• **WORK REQUIRED**
Reproduce every line in the material below that holds "letter".

• **GIVEN INFORMATION**
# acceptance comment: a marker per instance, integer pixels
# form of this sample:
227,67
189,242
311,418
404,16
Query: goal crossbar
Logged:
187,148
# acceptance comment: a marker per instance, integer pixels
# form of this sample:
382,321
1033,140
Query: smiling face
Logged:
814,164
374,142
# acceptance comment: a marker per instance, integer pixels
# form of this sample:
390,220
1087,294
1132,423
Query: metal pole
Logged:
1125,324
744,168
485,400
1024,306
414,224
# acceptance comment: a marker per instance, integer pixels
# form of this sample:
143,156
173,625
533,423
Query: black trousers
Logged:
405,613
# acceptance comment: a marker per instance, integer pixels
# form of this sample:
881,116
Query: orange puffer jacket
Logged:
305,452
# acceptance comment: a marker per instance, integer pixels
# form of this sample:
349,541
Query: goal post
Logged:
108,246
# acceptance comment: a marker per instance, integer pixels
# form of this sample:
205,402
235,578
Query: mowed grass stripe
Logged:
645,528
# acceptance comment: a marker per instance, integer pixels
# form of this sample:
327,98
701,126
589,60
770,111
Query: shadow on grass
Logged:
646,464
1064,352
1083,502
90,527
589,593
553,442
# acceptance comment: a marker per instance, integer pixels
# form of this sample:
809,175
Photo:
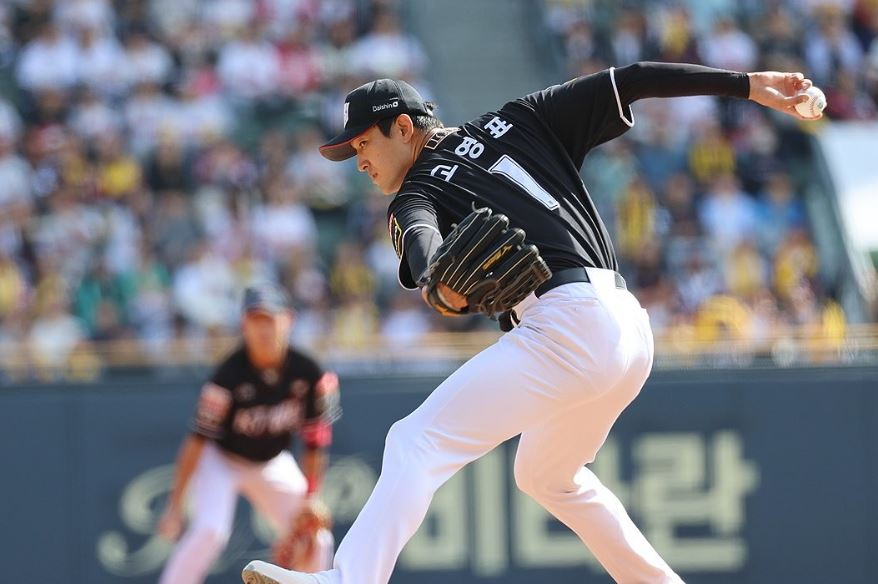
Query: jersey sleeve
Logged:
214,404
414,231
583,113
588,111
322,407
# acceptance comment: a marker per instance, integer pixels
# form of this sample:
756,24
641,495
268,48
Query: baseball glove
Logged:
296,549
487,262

...

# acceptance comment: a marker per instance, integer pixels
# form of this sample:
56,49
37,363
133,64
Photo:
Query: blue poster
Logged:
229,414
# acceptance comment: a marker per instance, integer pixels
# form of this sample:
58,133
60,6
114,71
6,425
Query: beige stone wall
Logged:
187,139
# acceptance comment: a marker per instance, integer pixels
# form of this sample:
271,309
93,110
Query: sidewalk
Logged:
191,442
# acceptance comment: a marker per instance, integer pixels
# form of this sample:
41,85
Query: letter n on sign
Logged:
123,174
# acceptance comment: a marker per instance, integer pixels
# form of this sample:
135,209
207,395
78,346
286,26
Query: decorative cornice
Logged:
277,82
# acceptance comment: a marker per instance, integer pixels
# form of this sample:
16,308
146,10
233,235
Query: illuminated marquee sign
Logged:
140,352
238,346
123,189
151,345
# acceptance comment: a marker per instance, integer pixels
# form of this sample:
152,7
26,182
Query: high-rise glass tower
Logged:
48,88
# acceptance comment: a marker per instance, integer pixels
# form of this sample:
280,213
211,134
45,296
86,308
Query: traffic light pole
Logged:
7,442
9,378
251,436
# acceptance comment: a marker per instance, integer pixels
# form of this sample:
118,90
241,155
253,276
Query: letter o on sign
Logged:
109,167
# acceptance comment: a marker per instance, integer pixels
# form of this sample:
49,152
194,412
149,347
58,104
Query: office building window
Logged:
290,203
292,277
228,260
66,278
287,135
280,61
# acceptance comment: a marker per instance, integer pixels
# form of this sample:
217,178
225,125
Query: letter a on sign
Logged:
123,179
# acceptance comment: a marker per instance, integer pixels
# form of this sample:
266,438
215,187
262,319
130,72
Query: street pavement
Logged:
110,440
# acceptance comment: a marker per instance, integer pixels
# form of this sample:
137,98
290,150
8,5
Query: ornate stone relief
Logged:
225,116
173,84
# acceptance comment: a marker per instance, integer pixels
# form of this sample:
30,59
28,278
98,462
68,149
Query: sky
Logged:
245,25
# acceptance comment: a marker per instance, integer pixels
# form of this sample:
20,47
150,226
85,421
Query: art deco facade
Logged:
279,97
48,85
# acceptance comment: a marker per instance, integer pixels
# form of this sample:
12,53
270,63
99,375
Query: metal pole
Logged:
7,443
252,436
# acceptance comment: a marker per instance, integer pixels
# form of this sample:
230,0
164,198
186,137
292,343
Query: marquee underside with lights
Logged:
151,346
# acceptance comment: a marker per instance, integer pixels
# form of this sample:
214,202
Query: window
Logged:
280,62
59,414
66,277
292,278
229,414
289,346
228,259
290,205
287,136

• **WRITTEN RESPONSE**
Query: letter n on sign
Query: letter o on sign
Query: letter a on sign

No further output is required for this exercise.